▶ _Dataset entries_:
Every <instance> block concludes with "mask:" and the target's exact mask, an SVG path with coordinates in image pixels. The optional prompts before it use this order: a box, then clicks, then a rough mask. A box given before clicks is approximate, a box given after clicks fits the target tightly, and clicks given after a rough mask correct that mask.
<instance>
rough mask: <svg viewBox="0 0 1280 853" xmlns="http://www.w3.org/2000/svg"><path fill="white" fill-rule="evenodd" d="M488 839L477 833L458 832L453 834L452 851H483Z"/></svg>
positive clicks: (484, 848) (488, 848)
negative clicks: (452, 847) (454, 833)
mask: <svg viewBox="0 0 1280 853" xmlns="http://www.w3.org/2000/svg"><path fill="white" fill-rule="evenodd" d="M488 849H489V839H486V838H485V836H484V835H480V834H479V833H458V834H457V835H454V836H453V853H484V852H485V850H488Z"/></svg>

▶ _Exercise_: Please copy every line in the entries where "instance" appears.

▶ _Reply_:
Every <instance> block concludes with "mask:" and the target's exact mask, an SVG path with coordinates in image pixels. The optional prompts before it use this order: a box, then clicks, then a rough mask. A box given before clicks is approximate, a box given after clicks fits the target tightly, and clicks given after a rough mask correct that mask.
<instance>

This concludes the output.